_DIRECTIONS:_ Please copy the records word for word, starting at the line that contains "the dry grass" and continuing through the end of the records.

_INPUT ROWS:_
......
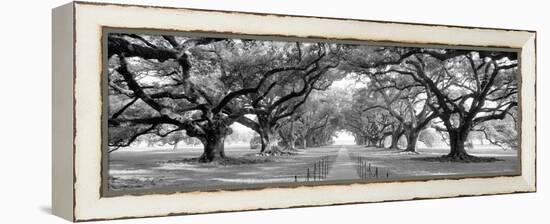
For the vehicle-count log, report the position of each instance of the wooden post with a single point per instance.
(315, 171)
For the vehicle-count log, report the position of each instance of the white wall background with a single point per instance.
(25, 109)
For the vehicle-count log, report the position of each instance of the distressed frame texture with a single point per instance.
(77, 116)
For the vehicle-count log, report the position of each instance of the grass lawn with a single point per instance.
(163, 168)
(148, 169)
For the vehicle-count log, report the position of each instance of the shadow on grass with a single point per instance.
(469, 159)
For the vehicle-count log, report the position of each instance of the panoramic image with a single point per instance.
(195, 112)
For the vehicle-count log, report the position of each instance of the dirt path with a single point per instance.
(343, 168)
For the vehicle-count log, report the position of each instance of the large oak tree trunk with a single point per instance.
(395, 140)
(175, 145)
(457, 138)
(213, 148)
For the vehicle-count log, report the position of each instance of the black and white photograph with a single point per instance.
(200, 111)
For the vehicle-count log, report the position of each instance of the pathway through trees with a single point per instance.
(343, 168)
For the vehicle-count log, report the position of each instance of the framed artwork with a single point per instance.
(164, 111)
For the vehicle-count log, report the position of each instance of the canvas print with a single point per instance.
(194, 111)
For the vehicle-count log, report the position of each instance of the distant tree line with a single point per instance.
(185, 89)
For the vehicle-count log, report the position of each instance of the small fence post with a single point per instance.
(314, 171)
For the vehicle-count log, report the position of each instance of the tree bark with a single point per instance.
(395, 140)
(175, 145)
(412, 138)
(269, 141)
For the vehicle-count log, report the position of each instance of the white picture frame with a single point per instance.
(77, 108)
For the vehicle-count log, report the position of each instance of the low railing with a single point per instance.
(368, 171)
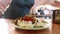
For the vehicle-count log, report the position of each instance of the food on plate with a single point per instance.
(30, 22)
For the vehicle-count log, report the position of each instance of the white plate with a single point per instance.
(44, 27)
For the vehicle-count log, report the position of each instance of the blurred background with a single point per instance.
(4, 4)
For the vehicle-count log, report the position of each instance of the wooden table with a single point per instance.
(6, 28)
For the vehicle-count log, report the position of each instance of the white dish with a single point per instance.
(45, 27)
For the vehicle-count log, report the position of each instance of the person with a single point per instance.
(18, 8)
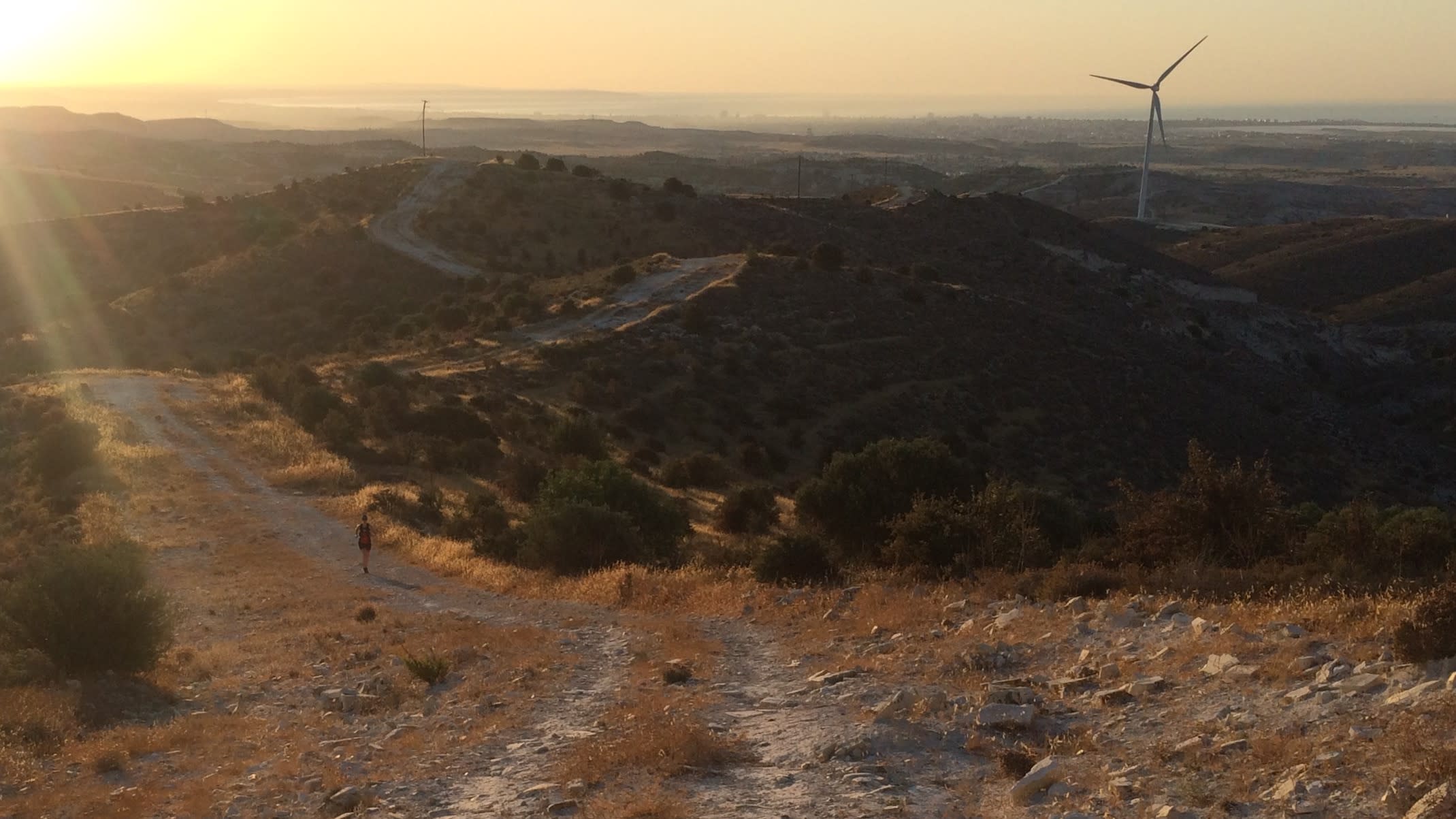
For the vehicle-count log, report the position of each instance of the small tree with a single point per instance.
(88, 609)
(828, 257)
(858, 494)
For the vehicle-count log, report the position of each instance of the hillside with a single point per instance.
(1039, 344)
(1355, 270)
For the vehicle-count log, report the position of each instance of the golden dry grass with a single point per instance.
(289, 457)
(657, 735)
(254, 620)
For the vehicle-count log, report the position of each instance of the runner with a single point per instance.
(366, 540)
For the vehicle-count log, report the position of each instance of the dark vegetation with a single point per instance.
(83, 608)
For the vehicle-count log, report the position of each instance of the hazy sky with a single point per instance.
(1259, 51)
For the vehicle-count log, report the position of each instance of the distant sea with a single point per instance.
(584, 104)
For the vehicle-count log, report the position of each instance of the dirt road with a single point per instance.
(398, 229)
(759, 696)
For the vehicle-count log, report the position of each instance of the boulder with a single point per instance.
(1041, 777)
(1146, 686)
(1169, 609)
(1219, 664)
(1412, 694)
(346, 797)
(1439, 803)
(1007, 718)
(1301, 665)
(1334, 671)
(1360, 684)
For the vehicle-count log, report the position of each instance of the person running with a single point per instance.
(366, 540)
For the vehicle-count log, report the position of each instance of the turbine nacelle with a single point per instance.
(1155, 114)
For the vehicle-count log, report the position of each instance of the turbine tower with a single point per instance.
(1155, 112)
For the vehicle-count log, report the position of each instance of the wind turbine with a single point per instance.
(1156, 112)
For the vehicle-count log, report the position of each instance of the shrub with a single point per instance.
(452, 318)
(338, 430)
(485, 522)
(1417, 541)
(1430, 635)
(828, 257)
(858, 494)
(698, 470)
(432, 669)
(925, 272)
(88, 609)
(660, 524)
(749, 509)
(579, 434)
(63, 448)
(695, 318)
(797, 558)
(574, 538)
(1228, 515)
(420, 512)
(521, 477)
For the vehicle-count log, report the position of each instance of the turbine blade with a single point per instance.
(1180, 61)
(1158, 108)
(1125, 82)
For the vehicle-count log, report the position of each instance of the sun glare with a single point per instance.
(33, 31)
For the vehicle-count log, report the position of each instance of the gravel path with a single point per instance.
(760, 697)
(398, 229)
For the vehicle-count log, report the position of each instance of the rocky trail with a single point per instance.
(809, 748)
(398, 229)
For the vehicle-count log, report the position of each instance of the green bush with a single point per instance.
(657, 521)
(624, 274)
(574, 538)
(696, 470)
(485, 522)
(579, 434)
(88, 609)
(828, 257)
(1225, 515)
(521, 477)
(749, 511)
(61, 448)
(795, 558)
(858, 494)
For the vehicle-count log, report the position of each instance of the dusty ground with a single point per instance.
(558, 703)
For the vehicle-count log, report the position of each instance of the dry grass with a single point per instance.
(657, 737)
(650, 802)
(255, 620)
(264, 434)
......
_RESULT FOR THIS TASK:_
For the vehicle-count log, report the position of each instance of the dry grass with a single point per instance.
(657, 737)
(650, 802)
(255, 620)
(264, 434)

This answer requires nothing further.